WHAT NEEDS TO BE DONE
From the listing below, return each line that includes "jacket".

+++ INFORMATION PROVIDED +++

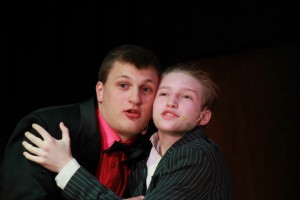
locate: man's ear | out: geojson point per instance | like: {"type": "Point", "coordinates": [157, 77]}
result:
{"type": "Point", "coordinates": [205, 117]}
{"type": "Point", "coordinates": [99, 91]}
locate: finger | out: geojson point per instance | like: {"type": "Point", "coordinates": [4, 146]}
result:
{"type": "Point", "coordinates": [64, 131]}
{"type": "Point", "coordinates": [34, 150]}
{"type": "Point", "coordinates": [34, 139]}
{"type": "Point", "coordinates": [45, 135]}
{"type": "Point", "coordinates": [32, 157]}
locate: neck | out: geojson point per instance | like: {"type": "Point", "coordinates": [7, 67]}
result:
{"type": "Point", "coordinates": [166, 140]}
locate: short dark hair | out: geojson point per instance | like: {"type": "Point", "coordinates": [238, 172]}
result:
{"type": "Point", "coordinates": [140, 57]}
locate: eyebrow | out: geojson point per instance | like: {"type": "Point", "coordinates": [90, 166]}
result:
{"type": "Point", "coordinates": [185, 89]}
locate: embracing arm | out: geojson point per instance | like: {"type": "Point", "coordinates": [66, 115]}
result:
{"type": "Point", "coordinates": [56, 156]}
{"type": "Point", "coordinates": [190, 173]}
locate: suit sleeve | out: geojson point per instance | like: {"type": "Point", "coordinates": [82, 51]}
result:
{"type": "Point", "coordinates": [21, 178]}
{"type": "Point", "coordinates": [190, 173]}
{"type": "Point", "coordinates": [84, 185]}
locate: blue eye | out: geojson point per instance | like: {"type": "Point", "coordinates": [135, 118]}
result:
{"type": "Point", "coordinates": [146, 89]}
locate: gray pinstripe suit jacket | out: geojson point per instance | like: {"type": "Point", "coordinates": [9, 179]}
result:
{"type": "Point", "coordinates": [193, 168]}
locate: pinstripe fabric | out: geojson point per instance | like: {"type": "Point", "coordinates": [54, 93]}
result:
{"type": "Point", "coordinates": [193, 168]}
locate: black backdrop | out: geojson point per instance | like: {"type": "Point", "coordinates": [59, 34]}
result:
{"type": "Point", "coordinates": [52, 50]}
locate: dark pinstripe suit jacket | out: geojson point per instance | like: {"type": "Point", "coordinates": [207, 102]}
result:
{"type": "Point", "coordinates": [193, 168]}
{"type": "Point", "coordinates": [23, 179]}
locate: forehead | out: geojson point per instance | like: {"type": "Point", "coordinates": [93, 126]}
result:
{"type": "Point", "coordinates": [180, 80]}
{"type": "Point", "coordinates": [130, 71]}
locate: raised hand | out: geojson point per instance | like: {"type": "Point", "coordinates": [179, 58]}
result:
{"type": "Point", "coordinates": [50, 153]}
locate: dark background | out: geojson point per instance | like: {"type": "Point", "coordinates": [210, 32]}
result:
{"type": "Point", "coordinates": [51, 51]}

+++

ANSWER BOX
locate: gray pinstripe suit jacket | out: geojson point per instance | like: {"type": "Point", "coordinates": [9, 179]}
locate: dark pinstripe suit jacket | out: geojson point per instance | like: {"type": "Point", "coordinates": [207, 102]}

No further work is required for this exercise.